*** Opening Document text ***

Michigan State basketball unleashes monster comeback to lock up outright Big Ten title
IOWA CITY, Iowa — This time, it was Michigan State basketball’s turn to make a dramatic recovery at Carver-Hawkeye Arena.
In a season filled with them, it almost felt fitting that another comeback cemented the Spartans as the outright Big Ten champions.
Iowa built a 14-point lead and looked in command early in the second half, until No. 7 MSU used its depth to erupt for a 33-6 run to reclaim the lead and rally to a 91-84 victory Thursday night.
For the ninth time in 10 games, the Spartans trailed at halftime, with another rally securing Tom Izzo’s fifth outright conference crown and first since 2018. The Spartans came back to win six of those nine games, as well as beating Purdue after being up by merely two points at the half.
The Spartans (25-5, 16-3) had previously earned a share of the Big Ten regular-season title Wednesday night when No. 15 U-M lost at home to No. 14 Maryland. MSU hosts the Wolverines at noon Sunday (CBS), a rematch of the Spartans’ 75-62 win Feb. 21 in Ann Arbor.
But that game will be meaningless beyond the rivalry and for NCAA tournament seeding. The Spartans locked up the No. 1 seed to next week’s Big Ten tournament and will open play at noon next Friday in Indianapolis.
Jase Richardson scored 22 points, while Jaden Akins had 13 of his 15 points in the second half. Jaxon Kohler and Jeremy Fears Jr. each had 15 points, while Tre Holloman scored 11.
Iowa (15-15, 6-13), which had won five of the last six against MSU, must win its final game Sunday at Nebraska to earn the final spot in the now-15-team Big Ten tournament. Josh Dix had 18 points while Payton Sandfort and Seydou Traore each had 15 for the Hawkeyes.
In his 30th season, Izzo tied Indiana’s Bob Knight and Purdue’s Ward “Piggy” Lambert — with Knight mostly and Lambert entirely predating the league’s postseason tournament that began in 1998 — for the most in Big Ten history. The 70-year-old Izzo earlier this season passed Knight for the most conference victories and now has 358.
However, this was just his fifth time as the sole champion. Izzo’s first two Final Four teams in 1999 and the 2000 national title team won outright league titles, as did the 2009 team that finished NCAA runner-up. The Spartans’ last outright Big Ten crown came in 2018, when they lost in the second round to Syracuse.
And Thursday’s comeback atoned for one of the biggest meltdowns in his career.
The last time MSU played at Carver-Hawkeye Arena on Feb. 25, 2023, the Spartans blew a 13-point lead in the final 1:34 as Iowa forced overtime with six 3-pointers down the stretch en route to a 112-106 victory. It was just the fourth time in Division I history that a team lost when leading by 11 points with 55 seconds to play in regulation.
Not this time. Izzo and Co. knew the history and were hellbent on not allowing it to repeat itself.

*** Closing Document text ***
*** Opening Task inputs ***

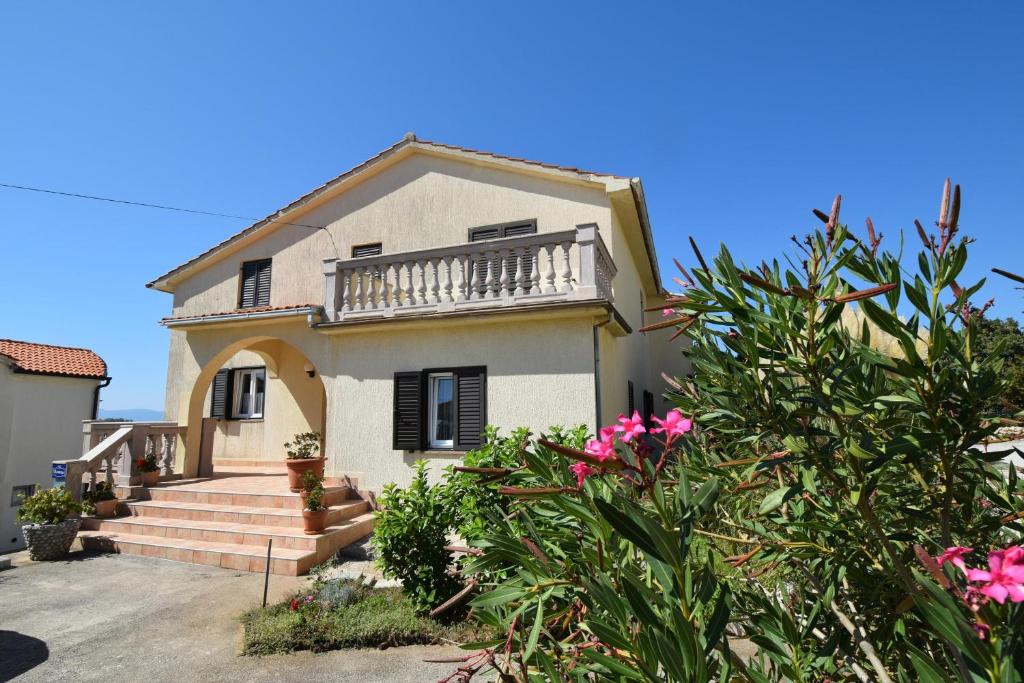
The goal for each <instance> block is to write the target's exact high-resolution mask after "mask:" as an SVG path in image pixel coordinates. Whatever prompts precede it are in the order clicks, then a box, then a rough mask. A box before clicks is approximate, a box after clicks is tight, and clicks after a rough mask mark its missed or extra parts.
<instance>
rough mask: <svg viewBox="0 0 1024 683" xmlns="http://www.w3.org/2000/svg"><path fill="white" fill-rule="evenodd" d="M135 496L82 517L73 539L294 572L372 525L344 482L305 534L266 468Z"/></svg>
mask: <svg viewBox="0 0 1024 683" xmlns="http://www.w3.org/2000/svg"><path fill="white" fill-rule="evenodd" d="M133 490H134V492H136V494H135V495H136V496H137V498H136V499H134V500H127V501H124V502H122V504H120V505H119V506H118V514H119V516H117V517H114V518H110V519H98V518H95V517H84V518H83V520H82V530H81V531H80V532H79V539H80V540H81V542H82V546H83V547H84V548H86V549H88V550H101V551H108V552H110V551H113V552H119V553H128V554H132V555H144V556H147V557H162V558H165V559H168V560H175V561H178V562H191V563H194V564H209V565H212V566H220V567H225V568H228V569H240V570H243V571H264V570H265V569H266V551H267V542H268V541H270V540H272V541H273V544H272V547H271V553H270V572H271V573H276V574H288V575H299V574H303V573H305V572H307V571H308V570H309V569H310V567H312V566H314V565H316V564H319V563H321V562H324V561H325V560H327V559H329V558H331V557H332V556H333V555H334V554H335V553H337V552H338V551H339V550H341V549H342V548H344V547H346V546H348V545H350V544H352V543H355V542H356V541H358V540H359V539H361V538H362V537H365V536H367V535H368V533H370V532H371V531H373V528H374V516H373V513H372V512H371V511H370V503H368V502H367V501H365V500H361V499H359V498H358V497H357V496H356V495H355V493H354V492H353V489H352V488H350V487H348V486H330V487H328V488H327V490H326V493H325V496H324V504H325V505H327V506H328V508H329V510H330V512H329V513H328V525H327V527H326V528H325V529H324V531H323V532H321V533H316V535H312V536H308V535H306V533H305V532H304V531H303V529H302V503H301V499H300V497H299V495H298V494H293V493H291V492H290V490H289V489H288V478H287V476H286V475H284V474H278V473H271V472H247V473H241V472H229V473H228V472H225V473H224V474H223V475H215V476H214V477H213V478H210V479H186V480H181V481H169V482H164V483H160V484H157V485H155V486H146V487H143V488H141V494H139V493H137V492H138V490H139V489H138V488H134V489H133Z"/></svg>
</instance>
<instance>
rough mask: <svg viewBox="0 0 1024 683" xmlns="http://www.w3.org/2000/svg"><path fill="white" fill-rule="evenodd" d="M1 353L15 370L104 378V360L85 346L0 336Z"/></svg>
mask: <svg viewBox="0 0 1024 683" xmlns="http://www.w3.org/2000/svg"><path fill="white" fill-rule="evenodd" d="M0 356H2V357H3V358H5V359H7V360H8V361H9V362H10V365H11V366H13V367H14V370H15V372H22V373H31V374H34V375H57V376H61V377H87V378H95V379H105V378H106V364H105V362H103V359H102V358H100V357H99V356H98V355H97V354H96V353H95V352H93V351H90V350H89V349H87V348H74V347H71V346H52V345H50V344H36V343H33V342H23V341H15V340H13V339H0Z"/></svg>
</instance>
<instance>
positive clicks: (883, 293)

*** Closing Task inputs ***

**Task requirements:**
**1)** Can you transcribe the part of the article on Michigan State's Big Ten title that opens with the words containing "The Spartans (25-5, 16-3)" and closes with "in Ann Arbor."?
**2)** In the entries, swap "rough mask" for "coarse mask" throughout the part that opens with the first line of the entries and closes with the line containing "496L82 517L73 539L294", and change nothing else. Give only those lines, and leave the pictures out.

**Answers below:**
**1)**
The Spartans (25-5, 16-3) had previously earned a share of the Big Ten regular-season title Wednesday night when No. 15 U-M lost at home to No. 14 Maryland. MSU hosts the Wolverines at noon Sunday (CBS), a rematch of the Spartans’ 75-62 win Feb. 21 in Ann Arbor.

**2)**
The goal for each <instance> block is to write the target's exact high-resolution mask after "mask:" as an SVG path in image pixel coordinates. Whatever prompts precede it are in the order clicks, then a box, then a coarse mask. A box before clicks is approximate, a box after clicks is tight, and clicks after a coarse mask mark its missed or extra parts.
<instance>
coarse mask: <svg viewBox="0 0 1024 683" xmlns="http://www.w3.org/2000/svg"><path fill="white" fill-rule="evenodd" d="M135 496L82 517L73 539L294 572L372 525L344 482L305 534L266 468Z"/></svg>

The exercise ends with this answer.